## What you will do
Could each entry below be printed again exactly as given?

[Given information]

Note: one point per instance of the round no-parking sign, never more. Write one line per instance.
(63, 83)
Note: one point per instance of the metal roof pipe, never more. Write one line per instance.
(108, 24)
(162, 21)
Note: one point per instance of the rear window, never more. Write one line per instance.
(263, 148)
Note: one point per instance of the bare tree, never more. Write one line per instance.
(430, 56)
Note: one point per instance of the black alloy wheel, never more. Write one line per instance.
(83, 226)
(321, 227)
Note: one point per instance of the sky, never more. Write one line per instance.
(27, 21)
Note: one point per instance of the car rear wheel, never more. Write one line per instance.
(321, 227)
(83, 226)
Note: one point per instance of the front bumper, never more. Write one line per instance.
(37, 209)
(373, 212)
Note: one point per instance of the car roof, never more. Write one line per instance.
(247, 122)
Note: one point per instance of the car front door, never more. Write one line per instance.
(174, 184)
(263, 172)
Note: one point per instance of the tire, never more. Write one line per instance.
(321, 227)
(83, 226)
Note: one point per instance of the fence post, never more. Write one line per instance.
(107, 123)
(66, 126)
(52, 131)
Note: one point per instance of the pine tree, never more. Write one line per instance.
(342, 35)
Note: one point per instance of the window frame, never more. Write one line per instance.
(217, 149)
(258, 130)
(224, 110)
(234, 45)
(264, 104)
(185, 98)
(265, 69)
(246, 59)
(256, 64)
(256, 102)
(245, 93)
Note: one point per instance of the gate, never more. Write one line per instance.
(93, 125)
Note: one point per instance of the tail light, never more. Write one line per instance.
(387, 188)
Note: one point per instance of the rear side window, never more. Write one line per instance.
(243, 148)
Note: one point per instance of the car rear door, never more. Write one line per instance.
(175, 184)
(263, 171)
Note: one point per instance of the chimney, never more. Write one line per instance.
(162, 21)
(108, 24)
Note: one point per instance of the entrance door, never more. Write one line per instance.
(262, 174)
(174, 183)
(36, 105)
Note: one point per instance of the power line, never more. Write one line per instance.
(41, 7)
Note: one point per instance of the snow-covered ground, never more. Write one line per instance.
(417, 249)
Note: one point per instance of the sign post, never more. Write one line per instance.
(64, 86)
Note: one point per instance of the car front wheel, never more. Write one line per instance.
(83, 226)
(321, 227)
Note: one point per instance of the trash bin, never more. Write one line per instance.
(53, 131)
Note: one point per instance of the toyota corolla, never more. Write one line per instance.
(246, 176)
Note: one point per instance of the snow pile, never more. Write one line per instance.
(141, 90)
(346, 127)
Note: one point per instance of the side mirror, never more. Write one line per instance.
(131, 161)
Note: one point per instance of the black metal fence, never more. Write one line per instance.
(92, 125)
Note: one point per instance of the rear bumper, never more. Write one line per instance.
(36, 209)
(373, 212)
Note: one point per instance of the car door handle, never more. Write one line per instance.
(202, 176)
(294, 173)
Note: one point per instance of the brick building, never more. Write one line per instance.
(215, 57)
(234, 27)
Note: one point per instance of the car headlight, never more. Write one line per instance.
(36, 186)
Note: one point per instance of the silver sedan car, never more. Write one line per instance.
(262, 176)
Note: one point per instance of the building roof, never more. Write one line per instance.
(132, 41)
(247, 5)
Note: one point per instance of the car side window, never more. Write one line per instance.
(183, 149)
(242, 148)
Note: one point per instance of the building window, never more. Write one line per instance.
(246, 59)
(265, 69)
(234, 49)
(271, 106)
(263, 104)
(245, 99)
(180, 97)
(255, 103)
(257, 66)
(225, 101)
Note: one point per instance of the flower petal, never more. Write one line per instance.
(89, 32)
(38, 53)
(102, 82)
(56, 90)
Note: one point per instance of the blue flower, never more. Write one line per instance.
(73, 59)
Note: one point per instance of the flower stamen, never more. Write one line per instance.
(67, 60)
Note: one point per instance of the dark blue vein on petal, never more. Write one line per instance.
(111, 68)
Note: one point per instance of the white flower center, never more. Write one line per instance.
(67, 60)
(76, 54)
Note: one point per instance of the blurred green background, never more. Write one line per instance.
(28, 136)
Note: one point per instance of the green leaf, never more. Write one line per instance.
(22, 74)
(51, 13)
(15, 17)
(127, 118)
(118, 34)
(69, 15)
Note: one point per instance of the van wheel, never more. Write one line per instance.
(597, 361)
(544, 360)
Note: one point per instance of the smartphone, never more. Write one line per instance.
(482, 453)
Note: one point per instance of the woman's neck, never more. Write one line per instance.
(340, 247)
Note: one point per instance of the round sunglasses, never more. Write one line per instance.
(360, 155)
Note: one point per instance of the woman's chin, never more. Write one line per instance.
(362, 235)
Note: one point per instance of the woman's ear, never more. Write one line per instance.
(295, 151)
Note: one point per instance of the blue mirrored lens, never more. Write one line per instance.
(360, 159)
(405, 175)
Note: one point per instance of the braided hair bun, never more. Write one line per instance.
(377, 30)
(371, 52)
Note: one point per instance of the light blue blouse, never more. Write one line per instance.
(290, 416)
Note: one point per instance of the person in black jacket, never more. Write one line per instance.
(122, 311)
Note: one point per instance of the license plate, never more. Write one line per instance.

[/Given information]

## Answer to the problem
Note: one point per instance of the round no-parking sign, never more. Write one line per instance.
(63, 83)
Note: one point per instance of the metal roof pipe, never more. Write one line per instance.
(108, 24)
(162, 21)
Note: one point per instance of the rear window, never more. Write one line per instance.
(263, 148)
Note: one point per instance of the bare tree, never more. Write one line per instance.
(430, 56)
Note: one point per instance of the black alloy wheel, never more. Write one line per instance.
(83, 226)
(321, 227)
Note: one point per instance of the sky, never more. Write one line per instance.
(27, 21)
Note: one point per instance of the car rear wheel, never more. Write one line per instance.
(321, 227)
(83, 226)
Note: one point per instance of the front bumper, never more. Write one line per instance.
(37, 209)
(373, 212)
Note: one point per instance of the car roof, never more. Write one line per instance.
(247, 122)
Note: one point per instance of the car front door, never more. Write one line per instance.
(174, 184)
(263, 172)
Note: one point per instance of the tire, never more. Write one line per instance.
(321, 227)
(83, 226)
Note: one point per instance of the fence post, never more. Write one line per instance.
(107, 123)
(66, 126)
(52, 131)
Note: one point per instance of the pine tree, never more. Write one line per instance.
(342, 35)
Note: one point per instance of the window frame, never more. Write one line per instance.
(217, 149)
(258, 130)
(224, 110)
(234, 45)
(264, 104)
(185, 98)
(265, 69)
(246, 59)
(256, 64)
(256, 102)
(245, 93)
Note: one point per instance of the gate, never more. Write one line per instance.
(93, 125)
Note: one point per instance of the tail light, never more. Write one line per instance.
(387, 188)
Note: one point per instance of the rear side window, never more. Write one line per instance.
(243, 148)
Note: one point per instance of the car rear door, never more. Write one line per instance.
(175, 184)
(263, 171)
Note: one point per instance of the chimney, never more. Write one line per instance.
(162, 21)
(108, 24)
Note: one point per instance of the entrance door, never more. Write one line per instance.
(262, 174)
(174, 183)
(36, 105)
Note: one point per instance of the power line, never more. Write one line per instance.
(41, 7)
Note: one point per instance of the snow-covered ground, never more. Write one line per instance.
(417, 249)
Note: one point per instance of the sign post, never more. Write one line per instance.
(64, 86)
Note: one point per instance of the car front wheel, never more. Write one line per instance.
(83, 226)
(321, 227)
Note: one point per instance of the trash bin, never more. Write one line per instance.
(53, 131)
Note: one point per instance of the toyota corolla, never more. Write one line per instance.
(246, 176)
Note: one point per instance of the snow pile, never more. Write one line per instance.
(141, 90)
(346, 127)
Note: one point per instance of the side mirror, never more. Write one line per instance.
(131, 161)
Note: one point per instance of the black metal fence, never more. Write one line per instance.
(92, 125)
Note: one point per instance of the rear bumper, never more. Write one line per instance.
(36, 209)
(373, 212)
Note: one point per instance of the car door handle, never more. Write one line per instance.
(202, 176)
(294, 173)
Note: one point per instance of the brick building, never more. Write one line per instance.
(215, 57)
(234, 27)
Note: one point per instance of the car headlight, never more. Write one line per instance.
(36, 186)
Note: one point per instance of the silver sedan car, never more. Write one line per instance.
(262, 176)
Note: one point per instance of the building roof, never more. Write one line per instance.
(132, 41)
(247, 5)
Note: one point per instance of the car side window, never more. Write one line per instance.
(183, 149)
(242, 148)
Note: one point per instance of the building window, never more. Write one line per instance.
(246, 59)
(265, 69)
(234, 49)
(271, 106)
(263, 104)
(245, 99)
(180, 97)
(255, 103)
(257, 66)
(225, 101)
Note: one point per instance of the flower petal, never more. Write one line per instance.
(89, 32)
(38, 53)
(102, 82)
(56, 90)
Note: one point per instance of the blue flower, never more. Write one line per instance.
(73, 59)
Note: one point per instance of the flower stamen, never more. Write one line per instance.
(67, 60)
Note: one point per instance of the dark blue vein on petal, never more. Write one line per instance.
(111, 68)
Note: one point per instance of the white flower center, never more. Write one line per instance.
(67, 60)
(76, 54)
Note: one point per instance of the blurred green background, never more. Write one line per instance.
(28, 136)
Note: one point per instance of the green leaf, never more. Write one line per instance.
(22, 74)
(51, 13)
(15, 17)
(127, 118)
(118, 34)
(69, 15)
Note: one point per instance of the van wheel, never more. Write one line per instance.
(597, 361)
(544, 360)
Note: one point per instance of the smartphone, never more. Write one line per instance.
(482, 453)
Note: one point per instance of the woman's neck, never more. Write one line per instance.
(340, 247)
Note: one point per instance of the round sunglasses, never more. Write one line per instance.
(360, 155)
Note: one point per instance of the woman's chin, never more. Write one line per instance.
(362, 235)
Note: one point per instance of the woman's ear, never more. Write one line per instance.
(295, 151)
Note: one point per instance of the blue mirrored lens, never more. Write one line per instance.
(360, 159)
(405, 175)
Note: one point per instance of the braided hair bun, never more. Write one line per instance.
(377, 30)
(371, 52)
Note: one point per instance of the light blue blouse, never more. Write one line per instance.
(290, 416)
Note: one point per instance of the person in black jacket, never more. Write one line per instance.
(122, 311)
Note: one point per instance of the license plate, never more. Write one line per instance.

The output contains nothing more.